● **SHORT PROBLEM 1**:
Extract the stretch of the essay on Marcus Aurelius below from "But despite all" through "onward to infinity.", copying it word for word.

● **QUOTED PASSAGE**:
------------------------------------

Neither do I believe, as Marcus Aurelius suggests, that we ought to "Erase fancy; curb impulse; quench desire." Fancy, impulse and desire, along with pleasure (which he's equally down on) are sources of inspiration and motivation for great things. Sure, they can get out of hand; a person who ONLY thinks about his or her own pleasure is hardly a worthwhile member of society. But so much has been accomplished because of the pleasures of creativity, because of a visceral delight in music, or color, or the intricacies of electronic circuitry, or the mysteries of the human brain. Curiosity is not rational, nor is the urge toward personal expression. I believe humans are largely IRrational (although reason plays its part in our lives), and whether we like that or hate it, we're setting ourselves up for spectacular failure if we attempt to deny our less rational components. Likewise, Marcus Aurelius makes this argument about pleasure:
Repentance is remorse for the loss of some useful opportunity. Now, what is good is always helpful, and must be the concern of every good man; but an opportunity of pleasure is something no good man would ever repent of having let pass. It follows, therefore, that pleasure is neither good nor helpful.
I mean seriously, what tosh. Who HASN'T repented of having let some opportunity for pleasure pass by? Good grief, I'm still kicking myself over having missed that Liz Phair concert in 1995! Every time an out-of-town friend is in for a short time and I can't see her, I regret it. When I used to work on Saturdays, there were a whole parade of local events that I regretted having to miss. All of this is not because I'm some kind of degenerate, but because consuming art and maintaining healthy relationships are "useful opportunities," and they're also pleasurable. I would even maintain that a large part of their usefulness comes from the pleasure they give. Come to think of it, it's odd that Marcus Aurelius so readily claims that humans are social beings whose only rational option is to devote ourselves in service to the State, and yet refuses to acknowledge our interconnectedness, and the ways in which we nourish and help one another on a more intimate level. Either that, or he's refusing to acknowledge any other type of pleasure than unrestrained bacchanalian orgies. Either way, I think he's full of it.
But despite all the axes I could grind with Marcus Aurelius, there was a lot that impressed me in the Meditations as well. He writes eloquently about change - how we persistently fear it, but how it is really at the bottom of all life: inescapable, and ultimately positive, since Nature obviously set up the world to include so much of it. I was impressed at his postulation of conservation of energy:
I consist of a formal element and a material. Neither of these can ever pass away into nothing, any more than either of them came into being from nothing. Consequently every part of me will one day be re-fashioned, by a process of transition, into some other portion of the universe; which in its turn will again be changed into yet another part, and so onward to infinity.
And, despite its pessimism, I'm utterly in love with this passage on the fleetingness of everything we tend to value in the world:
In the life of a man, his time is but a moment, his being in incessant flux, his senses a dim rushlight, his body a prey of worms, his soul an unquiet eddy, his fortune dark, and his fame doubtful. In short, all that is of the body is as coursing waters, all that is of the soul as dreams and vapours; life a warfare, a brief sojourning in an alien land; and after repute, oblivion.

------------------------------------

● **EXERCISE INPUT**:
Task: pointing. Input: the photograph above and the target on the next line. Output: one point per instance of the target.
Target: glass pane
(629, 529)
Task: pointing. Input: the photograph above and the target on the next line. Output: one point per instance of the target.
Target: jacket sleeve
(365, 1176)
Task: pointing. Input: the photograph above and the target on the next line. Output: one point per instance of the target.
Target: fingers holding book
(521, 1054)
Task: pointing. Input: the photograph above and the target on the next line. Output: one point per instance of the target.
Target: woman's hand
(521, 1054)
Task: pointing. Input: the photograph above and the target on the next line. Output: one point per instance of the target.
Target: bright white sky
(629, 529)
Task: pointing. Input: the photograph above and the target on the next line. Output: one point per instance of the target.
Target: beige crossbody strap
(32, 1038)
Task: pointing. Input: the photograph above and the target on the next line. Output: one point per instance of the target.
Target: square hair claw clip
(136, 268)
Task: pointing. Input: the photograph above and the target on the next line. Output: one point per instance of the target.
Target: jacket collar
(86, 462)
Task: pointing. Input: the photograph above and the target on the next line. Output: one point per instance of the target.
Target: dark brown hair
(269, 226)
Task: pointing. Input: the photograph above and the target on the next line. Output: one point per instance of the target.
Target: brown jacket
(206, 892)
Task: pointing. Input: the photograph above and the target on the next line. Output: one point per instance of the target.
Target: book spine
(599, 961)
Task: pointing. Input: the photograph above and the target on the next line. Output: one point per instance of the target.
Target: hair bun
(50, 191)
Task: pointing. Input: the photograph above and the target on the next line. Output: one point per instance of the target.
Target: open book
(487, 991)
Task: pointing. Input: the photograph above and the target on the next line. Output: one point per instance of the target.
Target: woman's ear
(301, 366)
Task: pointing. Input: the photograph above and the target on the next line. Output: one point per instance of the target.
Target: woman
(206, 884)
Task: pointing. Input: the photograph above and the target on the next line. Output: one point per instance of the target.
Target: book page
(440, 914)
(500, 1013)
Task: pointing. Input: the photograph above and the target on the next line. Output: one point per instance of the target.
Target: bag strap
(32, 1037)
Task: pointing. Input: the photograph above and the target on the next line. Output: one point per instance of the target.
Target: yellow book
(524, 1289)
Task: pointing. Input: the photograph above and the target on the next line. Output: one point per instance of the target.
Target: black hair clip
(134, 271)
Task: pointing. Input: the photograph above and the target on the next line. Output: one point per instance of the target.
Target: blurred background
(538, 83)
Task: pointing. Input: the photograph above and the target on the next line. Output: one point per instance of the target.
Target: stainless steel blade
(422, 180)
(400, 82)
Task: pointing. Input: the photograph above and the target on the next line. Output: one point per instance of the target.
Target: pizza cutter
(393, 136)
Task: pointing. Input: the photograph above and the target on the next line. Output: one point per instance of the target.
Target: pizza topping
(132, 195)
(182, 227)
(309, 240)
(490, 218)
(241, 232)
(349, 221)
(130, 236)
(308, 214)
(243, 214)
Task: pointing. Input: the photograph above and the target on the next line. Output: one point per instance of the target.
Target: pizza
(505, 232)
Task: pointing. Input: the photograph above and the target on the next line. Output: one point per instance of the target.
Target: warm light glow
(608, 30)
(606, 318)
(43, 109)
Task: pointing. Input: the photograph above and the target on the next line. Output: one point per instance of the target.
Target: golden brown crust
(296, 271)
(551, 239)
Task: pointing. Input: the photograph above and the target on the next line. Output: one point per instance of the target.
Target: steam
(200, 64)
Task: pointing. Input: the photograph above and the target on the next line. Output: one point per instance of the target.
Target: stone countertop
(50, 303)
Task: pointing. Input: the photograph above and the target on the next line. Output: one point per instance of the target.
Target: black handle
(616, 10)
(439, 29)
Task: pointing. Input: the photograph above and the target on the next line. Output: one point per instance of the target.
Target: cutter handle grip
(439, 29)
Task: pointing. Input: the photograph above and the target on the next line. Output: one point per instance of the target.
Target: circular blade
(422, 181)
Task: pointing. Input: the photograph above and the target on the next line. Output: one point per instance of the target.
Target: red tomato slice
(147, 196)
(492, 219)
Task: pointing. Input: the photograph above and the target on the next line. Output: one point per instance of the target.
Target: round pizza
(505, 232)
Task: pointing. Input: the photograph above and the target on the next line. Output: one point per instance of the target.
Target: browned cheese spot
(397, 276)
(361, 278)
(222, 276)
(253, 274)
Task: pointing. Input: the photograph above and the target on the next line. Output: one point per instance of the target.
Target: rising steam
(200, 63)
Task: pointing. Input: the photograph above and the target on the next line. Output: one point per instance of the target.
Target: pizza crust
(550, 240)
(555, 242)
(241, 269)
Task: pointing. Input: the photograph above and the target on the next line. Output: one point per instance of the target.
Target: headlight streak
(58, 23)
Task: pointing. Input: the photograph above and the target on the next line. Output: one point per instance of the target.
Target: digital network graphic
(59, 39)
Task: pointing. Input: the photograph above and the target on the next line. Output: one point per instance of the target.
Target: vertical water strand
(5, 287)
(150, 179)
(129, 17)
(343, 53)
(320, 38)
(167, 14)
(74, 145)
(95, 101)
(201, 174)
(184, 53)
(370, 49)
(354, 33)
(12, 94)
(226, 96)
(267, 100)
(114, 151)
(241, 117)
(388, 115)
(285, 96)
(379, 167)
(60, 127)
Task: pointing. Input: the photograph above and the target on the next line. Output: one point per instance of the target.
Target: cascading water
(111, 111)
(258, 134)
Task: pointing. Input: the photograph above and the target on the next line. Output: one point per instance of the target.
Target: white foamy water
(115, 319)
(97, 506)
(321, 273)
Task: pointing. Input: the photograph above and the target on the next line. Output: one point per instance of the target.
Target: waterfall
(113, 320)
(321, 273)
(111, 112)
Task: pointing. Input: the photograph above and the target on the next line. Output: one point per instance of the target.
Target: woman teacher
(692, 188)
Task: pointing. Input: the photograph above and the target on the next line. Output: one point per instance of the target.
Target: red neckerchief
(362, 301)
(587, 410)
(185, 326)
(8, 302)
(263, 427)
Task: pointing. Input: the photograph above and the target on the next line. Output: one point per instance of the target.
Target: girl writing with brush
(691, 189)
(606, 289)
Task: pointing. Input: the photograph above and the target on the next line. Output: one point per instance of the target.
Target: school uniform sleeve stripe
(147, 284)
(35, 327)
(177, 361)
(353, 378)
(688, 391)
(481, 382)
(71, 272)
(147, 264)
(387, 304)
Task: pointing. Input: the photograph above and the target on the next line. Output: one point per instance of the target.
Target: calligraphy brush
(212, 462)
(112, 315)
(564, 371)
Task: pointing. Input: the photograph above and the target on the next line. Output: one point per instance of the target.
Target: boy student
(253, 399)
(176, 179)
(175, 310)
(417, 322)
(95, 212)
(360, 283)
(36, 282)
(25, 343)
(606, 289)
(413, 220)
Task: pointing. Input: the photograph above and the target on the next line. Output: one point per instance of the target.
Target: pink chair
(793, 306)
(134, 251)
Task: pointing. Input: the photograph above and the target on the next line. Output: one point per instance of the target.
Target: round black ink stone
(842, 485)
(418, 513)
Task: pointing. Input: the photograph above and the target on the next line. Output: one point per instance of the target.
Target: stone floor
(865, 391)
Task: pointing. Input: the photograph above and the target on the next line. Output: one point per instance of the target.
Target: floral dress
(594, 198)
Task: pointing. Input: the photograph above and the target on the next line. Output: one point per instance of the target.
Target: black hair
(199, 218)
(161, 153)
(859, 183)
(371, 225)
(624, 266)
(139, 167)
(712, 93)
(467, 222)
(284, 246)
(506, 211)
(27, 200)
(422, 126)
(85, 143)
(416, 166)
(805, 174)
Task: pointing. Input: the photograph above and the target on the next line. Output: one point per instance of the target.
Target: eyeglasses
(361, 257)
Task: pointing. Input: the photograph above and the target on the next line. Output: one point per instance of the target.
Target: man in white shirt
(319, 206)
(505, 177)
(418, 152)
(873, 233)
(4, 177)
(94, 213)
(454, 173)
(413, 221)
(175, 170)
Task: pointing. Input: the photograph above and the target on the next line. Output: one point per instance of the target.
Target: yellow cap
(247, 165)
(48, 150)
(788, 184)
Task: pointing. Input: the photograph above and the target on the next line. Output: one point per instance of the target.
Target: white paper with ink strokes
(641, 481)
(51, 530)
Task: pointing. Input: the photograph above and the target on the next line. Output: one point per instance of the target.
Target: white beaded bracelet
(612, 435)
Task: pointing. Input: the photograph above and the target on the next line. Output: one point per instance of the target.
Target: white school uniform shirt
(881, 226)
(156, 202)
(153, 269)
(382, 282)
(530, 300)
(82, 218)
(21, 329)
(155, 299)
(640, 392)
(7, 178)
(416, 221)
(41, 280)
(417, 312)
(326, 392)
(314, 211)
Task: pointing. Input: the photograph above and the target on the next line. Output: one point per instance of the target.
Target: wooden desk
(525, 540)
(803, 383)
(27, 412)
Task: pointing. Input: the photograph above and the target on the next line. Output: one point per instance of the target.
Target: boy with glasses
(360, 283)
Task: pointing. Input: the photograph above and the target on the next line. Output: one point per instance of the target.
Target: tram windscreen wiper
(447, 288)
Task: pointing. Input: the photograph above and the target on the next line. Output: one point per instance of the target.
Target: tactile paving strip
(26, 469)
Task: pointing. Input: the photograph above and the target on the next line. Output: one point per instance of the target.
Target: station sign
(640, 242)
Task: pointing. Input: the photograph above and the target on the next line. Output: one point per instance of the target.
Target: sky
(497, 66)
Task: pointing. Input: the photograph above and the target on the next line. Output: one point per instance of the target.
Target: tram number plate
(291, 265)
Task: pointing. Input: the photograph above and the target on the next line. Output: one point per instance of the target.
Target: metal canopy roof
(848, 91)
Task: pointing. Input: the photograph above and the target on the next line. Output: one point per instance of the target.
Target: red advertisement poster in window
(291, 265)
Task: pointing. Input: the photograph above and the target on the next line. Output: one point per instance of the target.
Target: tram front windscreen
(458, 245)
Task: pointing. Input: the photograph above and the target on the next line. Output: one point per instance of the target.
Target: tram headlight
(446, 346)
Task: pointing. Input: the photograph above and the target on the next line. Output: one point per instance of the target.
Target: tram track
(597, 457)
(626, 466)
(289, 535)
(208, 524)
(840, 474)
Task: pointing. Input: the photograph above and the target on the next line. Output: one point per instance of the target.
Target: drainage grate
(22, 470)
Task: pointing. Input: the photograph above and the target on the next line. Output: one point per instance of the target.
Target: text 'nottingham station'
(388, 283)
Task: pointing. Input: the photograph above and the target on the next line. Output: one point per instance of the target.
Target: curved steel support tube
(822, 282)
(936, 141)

------------------------------------

● **SHORT PROBLEM 2**:
Find each line of the listing above that contains the string "cutter" and copy those lines in full. Case counts.

● **TASK SOLUTION 1**:
But despite all the axes I could grind with Marcus Aurelius, there was a lot that impressed me in the Meditations as well. He writes eloquently about change - how we persistently fear it, but how it is really at the bottom of all life: inescapable, and ultimately positive, since Nature obviously set up the world to include so much of it. I was impressed at his postulation of conservation of energy:
I consist of a formal element and a material. Neither of these can ever pass away into nothing, any more than either of them came into being from nothing. Consequently every part of me will one day be re-fashioned, by a process of transition, into some other portion of the universe; which in its turn will again be changed into yet another part, and so onward to infinity.

● **TASK SOLUTION 2**:
Target: pizza cutter
Target: cutter handle grip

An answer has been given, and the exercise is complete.